## TEXTAUSZUG
>>>>

Von der Uckermark bis zum Harz: Der Osten wird gerade von einer jüngeren Generation deutscher Filmemacher neu entdeckt. Jammer-Ossis oder demokratieunfähige Wutbürger? Solche Klischees sparen Kinofilme wie „Rote Sterne überm Feld“ oder „Sehnsucht in Sangerhausen“ aus. Stattdessen begegnet man einer widersprüchlichen Geschichtslandschaft, die zwischen den Träumen und Geistern der Vergangenheit gefangen ist. Das ist weder Wendekomödie wie „Zwei zu eins“ noch Stasidrama wie „Nahschuss“ oder „Baseballschlägerjahre“-Melodram wie „Mit der Faust in die Welt schlagen“, sondern ein längst überfälliges neues Genre: der ostdeutsche Heimatfilm.
Wen interessiert schon Berlin, New York oder Paris? „Die schönsten Rosen blüh’n in Sangerhausen“ ), heißt es in dem Schlager von Bianca Graf über die Kleinstadt im Harz. Und nicht nur Rosen, auch blaue Blumen lassen sich an der Grenze von Sachsen-Anhalt zu Thüringen finden: Der in der Nähe geborene romantische Dichter Novalis prägte die florale Weltschmerz- und Fernwehmetapher, die Julian Radlmaier in seinem neuesten Kinofilm bis in die Gegenwart verfolgt.
„Sehnsucht in Sangerhausen“ hat selbst etwas von einem neoromantischen Kunstmärchen, das in poetischen Bildern und mit schrägem Humor vom Leben einfacher Leute in der ostdeutschen Provinz erzählt – und dabei auch das erstaunlich ergiebige Genre des Sangerhausen-Schlagers nicht scheut.
Sangerhausen ist die Entsprechung zu dem, was man in den USA „Fly Over Countries“ nennt: eine Vorbeifahrstadt. Eine Abfahrt an der Autobahn, die niemand nimmt, der nicht dort wohnt. Oder sich wirklich sehr für Rosen interessiert. Von der einst großen Bergbauindustrie ist eine riesige Abraumhalde geblieben, die wie eine altägyptische Pyramide über der Stadt thront und die der 1984 geborene Radlmaier mit seinem Kameramann Faraz Fesharaki immer wieder ins Bild rückt. Sie wirft ihren Schatten über die Fachwerkhäuser. Das Symbol einer brutalen Deindustrialisierung, die einen Haufen nicht verwertbares Material hinterlassen hat, was auch die Menschen vor Ort betrifft. Und auch ein Symbol für den Osten als solchen: als „Transformationslandschaft“.

<<<<

## DATENAUSZUG
>>>>

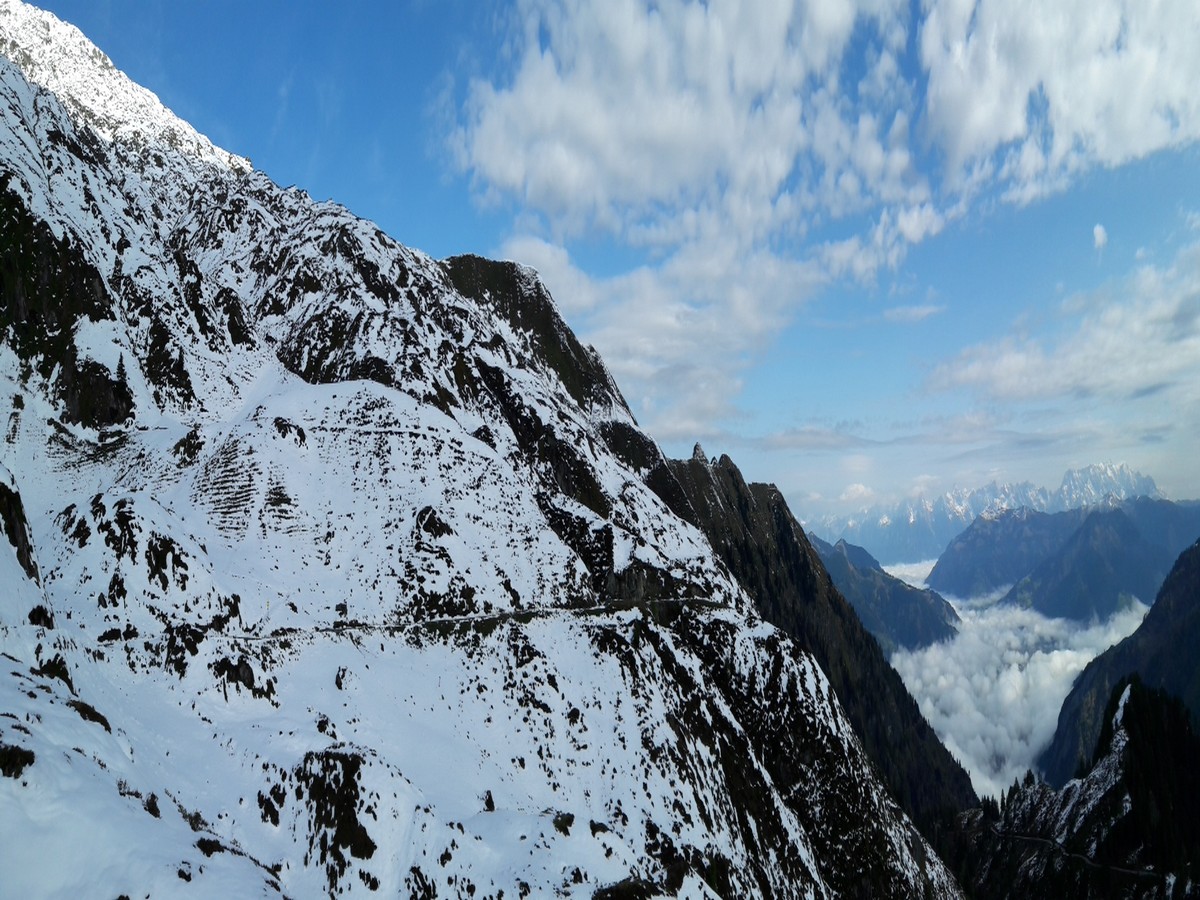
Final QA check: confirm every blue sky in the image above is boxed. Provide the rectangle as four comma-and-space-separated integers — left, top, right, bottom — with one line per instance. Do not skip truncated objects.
35, 0, 1200, 516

<<<<

## ZU BEARBEITENDE AUFGABEN
a) Wer ist laut dem Textauszug der Kameramann von Julian Radlmaier?
b) Schreiben Sie aus dem Textauszug die Stelle ab, die mit „Von der Uckermark“ beginnt und bis einschließlich „der ostdeutsche Heimatfilm.“ reicht.

## LÖSUNGEN
a) Faraz Fesharaki

b)
Von der Uckermark bis zum Harz: Der Osten wird gerade von einer jüngeren Generation deutscher Filmemacher neu entdeckt. Jammer-Ossis oder demokratieunfähige Wutbürger? Solche Klischees sparen Kinofilme wie „Rote Sterne überm Feld“ oder „Sehnsucht in Sangerhausen“ aus. Stattdessen begegnet man einer widersprüchlichen Geschichtslandschaft, die zwischen den Träumen und Geistern der Vergangenheit gefangen ist. Das ist weder Wendekomödie wie „Zwei zu eins“ noch Stasidrama wie „Nahschuss“ oder „Baseballschlägerjahre“-Melodram wie „Mit der Faust in die Welt schlagen“, sondern ein längst überfälliges neues Genre: der ostdeutsche Heimatfilm.